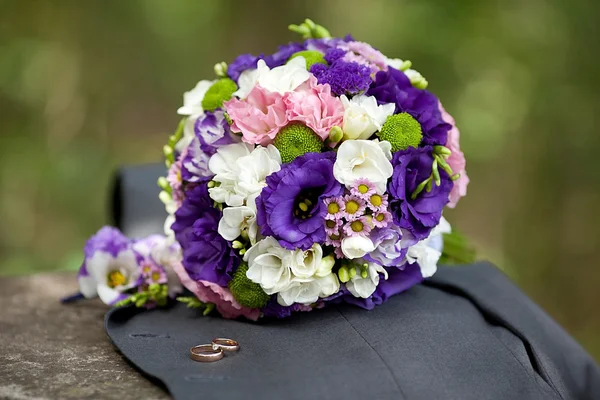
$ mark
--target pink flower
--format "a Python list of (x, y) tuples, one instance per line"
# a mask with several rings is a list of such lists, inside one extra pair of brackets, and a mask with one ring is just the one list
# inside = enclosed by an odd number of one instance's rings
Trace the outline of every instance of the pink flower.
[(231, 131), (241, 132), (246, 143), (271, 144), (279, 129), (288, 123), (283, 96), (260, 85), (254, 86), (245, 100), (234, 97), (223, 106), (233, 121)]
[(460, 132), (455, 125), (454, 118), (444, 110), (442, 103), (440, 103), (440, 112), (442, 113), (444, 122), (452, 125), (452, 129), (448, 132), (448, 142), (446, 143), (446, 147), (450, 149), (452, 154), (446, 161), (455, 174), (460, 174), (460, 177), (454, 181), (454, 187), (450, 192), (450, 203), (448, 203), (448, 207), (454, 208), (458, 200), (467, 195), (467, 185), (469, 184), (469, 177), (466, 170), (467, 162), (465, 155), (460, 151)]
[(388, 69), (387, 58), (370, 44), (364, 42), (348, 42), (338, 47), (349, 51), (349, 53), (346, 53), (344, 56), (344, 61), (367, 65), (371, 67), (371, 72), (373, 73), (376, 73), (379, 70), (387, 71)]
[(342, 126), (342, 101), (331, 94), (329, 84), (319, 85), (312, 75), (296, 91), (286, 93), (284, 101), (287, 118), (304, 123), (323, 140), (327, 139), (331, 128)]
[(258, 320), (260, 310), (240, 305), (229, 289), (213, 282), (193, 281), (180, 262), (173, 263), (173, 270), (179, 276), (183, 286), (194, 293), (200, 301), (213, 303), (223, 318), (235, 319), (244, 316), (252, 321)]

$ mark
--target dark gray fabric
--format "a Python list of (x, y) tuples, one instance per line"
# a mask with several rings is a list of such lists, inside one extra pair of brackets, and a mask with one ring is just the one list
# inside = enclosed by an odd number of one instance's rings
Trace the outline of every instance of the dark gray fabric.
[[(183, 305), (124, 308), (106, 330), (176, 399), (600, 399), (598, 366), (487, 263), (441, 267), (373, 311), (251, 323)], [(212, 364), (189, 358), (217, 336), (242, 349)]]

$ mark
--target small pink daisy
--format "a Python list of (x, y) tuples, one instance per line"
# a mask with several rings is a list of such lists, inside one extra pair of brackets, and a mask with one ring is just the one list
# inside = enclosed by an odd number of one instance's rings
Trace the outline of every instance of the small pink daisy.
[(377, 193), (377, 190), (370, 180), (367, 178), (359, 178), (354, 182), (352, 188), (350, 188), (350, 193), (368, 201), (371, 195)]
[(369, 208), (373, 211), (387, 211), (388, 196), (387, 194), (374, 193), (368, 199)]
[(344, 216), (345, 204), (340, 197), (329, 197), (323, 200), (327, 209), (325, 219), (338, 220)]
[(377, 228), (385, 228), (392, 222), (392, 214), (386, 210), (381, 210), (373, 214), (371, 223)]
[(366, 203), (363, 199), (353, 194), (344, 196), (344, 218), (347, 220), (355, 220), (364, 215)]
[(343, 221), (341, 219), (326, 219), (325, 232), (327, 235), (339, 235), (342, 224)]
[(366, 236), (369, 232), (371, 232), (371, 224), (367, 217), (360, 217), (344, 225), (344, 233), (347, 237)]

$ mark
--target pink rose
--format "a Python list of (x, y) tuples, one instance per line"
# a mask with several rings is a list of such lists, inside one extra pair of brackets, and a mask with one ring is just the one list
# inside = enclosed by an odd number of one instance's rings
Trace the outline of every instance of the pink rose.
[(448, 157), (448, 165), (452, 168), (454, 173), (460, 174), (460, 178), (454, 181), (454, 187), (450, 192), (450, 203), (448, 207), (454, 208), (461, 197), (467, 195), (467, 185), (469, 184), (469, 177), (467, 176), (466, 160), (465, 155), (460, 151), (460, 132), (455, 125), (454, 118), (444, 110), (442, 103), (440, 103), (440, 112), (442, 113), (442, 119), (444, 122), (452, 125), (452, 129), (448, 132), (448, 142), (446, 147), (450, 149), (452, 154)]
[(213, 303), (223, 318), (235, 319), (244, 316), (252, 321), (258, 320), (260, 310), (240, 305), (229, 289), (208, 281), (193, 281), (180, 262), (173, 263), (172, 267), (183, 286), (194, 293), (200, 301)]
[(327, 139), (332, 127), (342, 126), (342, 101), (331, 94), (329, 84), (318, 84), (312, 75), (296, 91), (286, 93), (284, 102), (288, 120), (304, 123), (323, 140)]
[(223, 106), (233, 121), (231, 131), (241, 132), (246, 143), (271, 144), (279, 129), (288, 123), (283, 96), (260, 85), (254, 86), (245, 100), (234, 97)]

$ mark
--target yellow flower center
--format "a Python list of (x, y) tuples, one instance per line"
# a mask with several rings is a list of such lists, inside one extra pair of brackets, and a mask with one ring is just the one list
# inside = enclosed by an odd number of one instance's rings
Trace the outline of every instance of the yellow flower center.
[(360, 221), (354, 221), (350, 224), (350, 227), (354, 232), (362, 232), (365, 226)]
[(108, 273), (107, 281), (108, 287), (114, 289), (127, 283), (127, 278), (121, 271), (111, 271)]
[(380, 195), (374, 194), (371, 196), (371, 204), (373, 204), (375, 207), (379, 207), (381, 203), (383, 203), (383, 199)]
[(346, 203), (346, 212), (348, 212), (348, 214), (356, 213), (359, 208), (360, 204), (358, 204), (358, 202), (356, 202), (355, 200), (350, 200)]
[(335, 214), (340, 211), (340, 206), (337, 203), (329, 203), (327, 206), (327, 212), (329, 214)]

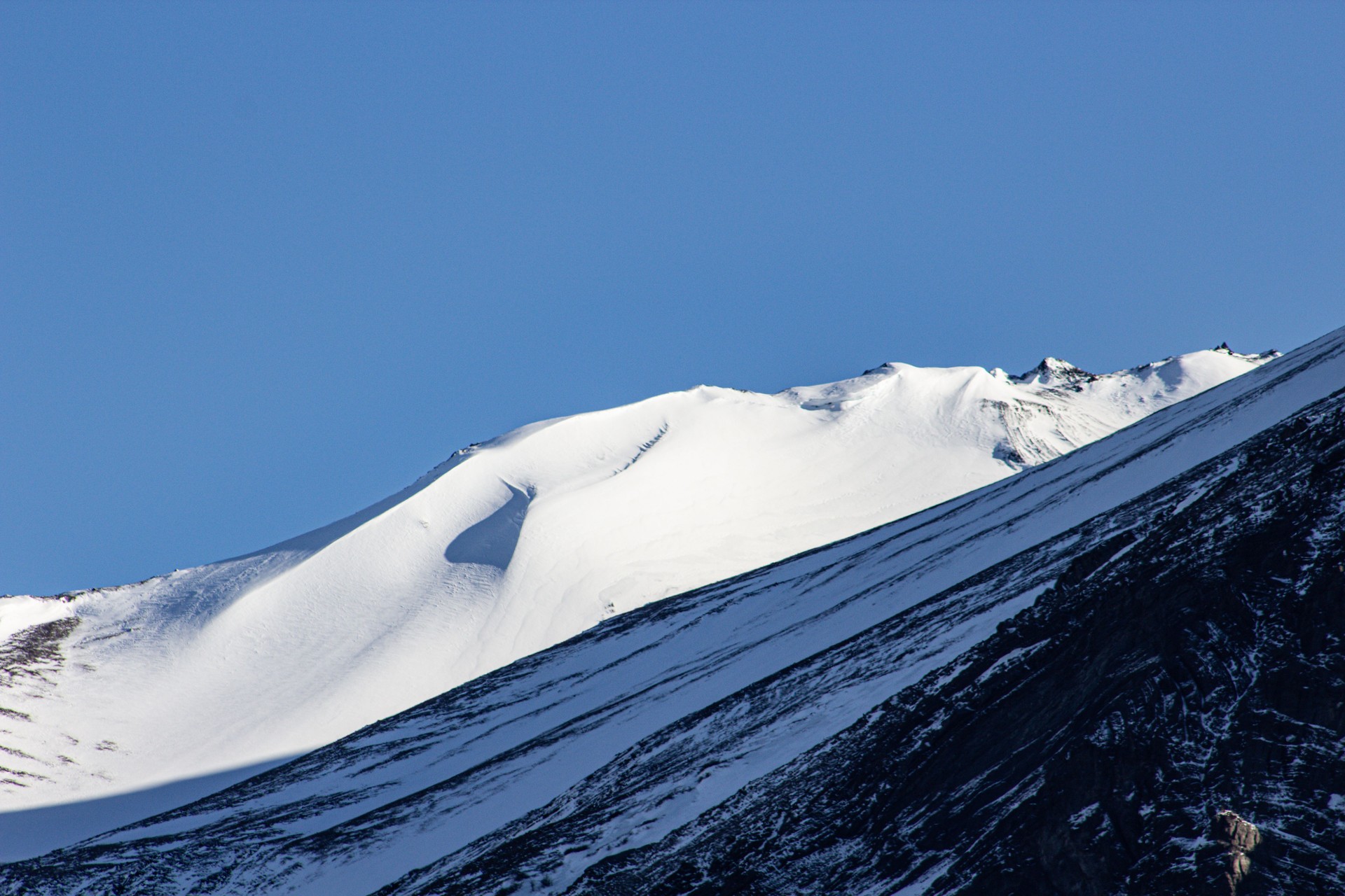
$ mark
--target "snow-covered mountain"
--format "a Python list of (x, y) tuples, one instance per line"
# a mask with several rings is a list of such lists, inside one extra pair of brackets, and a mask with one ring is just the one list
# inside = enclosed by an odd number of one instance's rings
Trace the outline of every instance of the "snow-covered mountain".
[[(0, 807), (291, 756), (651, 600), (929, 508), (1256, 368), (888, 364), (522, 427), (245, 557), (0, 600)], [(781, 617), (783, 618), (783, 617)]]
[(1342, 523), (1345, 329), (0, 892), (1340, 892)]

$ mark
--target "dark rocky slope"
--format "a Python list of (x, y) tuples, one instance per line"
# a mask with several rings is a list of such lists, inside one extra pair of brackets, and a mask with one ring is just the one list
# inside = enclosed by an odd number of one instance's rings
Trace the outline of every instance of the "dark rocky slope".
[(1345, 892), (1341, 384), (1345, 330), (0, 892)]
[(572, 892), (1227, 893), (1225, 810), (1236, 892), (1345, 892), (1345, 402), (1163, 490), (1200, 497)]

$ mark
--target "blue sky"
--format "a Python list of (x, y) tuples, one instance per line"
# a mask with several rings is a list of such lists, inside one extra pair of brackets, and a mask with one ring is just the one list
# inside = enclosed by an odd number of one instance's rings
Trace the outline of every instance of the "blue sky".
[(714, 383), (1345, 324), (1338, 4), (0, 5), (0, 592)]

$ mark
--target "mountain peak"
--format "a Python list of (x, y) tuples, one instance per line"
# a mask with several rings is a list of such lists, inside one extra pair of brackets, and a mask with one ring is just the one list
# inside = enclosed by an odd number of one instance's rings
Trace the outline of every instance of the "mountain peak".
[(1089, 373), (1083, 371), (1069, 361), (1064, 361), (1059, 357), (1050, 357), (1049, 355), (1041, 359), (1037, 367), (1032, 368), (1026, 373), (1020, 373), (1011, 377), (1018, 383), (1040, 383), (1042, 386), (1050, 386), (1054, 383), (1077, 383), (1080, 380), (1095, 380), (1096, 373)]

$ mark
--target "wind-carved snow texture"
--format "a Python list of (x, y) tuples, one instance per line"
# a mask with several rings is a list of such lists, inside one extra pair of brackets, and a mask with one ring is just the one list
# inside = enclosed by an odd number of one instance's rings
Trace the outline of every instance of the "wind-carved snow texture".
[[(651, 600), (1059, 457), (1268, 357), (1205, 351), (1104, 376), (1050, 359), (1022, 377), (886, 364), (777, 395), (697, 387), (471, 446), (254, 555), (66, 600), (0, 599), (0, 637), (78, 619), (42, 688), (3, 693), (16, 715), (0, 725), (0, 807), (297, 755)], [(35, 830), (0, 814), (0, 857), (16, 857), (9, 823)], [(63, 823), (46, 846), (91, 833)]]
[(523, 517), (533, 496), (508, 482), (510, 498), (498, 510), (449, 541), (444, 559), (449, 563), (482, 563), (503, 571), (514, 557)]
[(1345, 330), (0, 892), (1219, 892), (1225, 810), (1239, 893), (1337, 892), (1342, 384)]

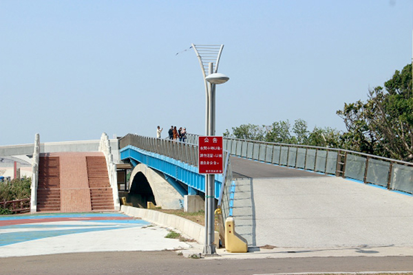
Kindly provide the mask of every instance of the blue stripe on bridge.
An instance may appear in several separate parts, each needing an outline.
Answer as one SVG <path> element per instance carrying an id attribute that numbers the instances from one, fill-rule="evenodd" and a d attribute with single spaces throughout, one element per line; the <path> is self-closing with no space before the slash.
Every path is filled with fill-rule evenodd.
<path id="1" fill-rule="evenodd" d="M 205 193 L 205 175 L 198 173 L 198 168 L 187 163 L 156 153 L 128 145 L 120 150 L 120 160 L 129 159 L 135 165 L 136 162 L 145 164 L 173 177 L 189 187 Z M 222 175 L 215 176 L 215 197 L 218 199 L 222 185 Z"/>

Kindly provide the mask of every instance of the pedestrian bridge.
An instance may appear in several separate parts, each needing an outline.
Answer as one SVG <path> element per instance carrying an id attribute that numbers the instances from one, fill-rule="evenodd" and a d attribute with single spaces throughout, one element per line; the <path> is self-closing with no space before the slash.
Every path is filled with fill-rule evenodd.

→ **AIM**: Copy the material word for word, starting at the very beginning and ending with the line that contains "Trace the outline of every instance of the pink flower.". Leave out the pictures.

→ **COMPLETE ANSWER**:
$ mark
--target pink flower
--format "a Python list of (x, y) tuples, one instance per line"
# a mask with several rings is a list of such lists, inside one extra pair of brackets, and a mask with one ring is just the one list
# inside = enclosed by an odd number of one instance's rings
Trace the outline of every instance of the pink flower.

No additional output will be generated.